- Stored dataset items
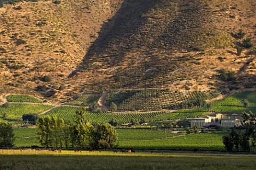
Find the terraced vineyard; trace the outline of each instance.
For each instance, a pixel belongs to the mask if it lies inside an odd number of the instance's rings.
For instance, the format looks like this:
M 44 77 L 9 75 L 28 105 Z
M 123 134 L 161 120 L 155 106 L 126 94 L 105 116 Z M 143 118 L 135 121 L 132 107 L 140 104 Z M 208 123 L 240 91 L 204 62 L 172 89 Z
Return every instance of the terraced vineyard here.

- What is asked
Rewrite the material above with every "terraced vineyard" swapped for "olive grove" and nothing else changed. Omit the picture.

- Full solution
Find the olive grove; trace the outline of each instance.
For each instance, a pixel belongs to the mask if it lies inside an odd number of the instance's rings.
For instance, the format looks like this:
M 44 77 L 9 75 L 28 105 Z
M 123 134 L 161 120 L 155 106 L 126 94 L 105 116 Z M 143 118 L 135 121 L 132 107 L 140 104 Z M 208 123 L 240 91 L 204 62 L 172 89 Z
Return every instance of the olive grove here.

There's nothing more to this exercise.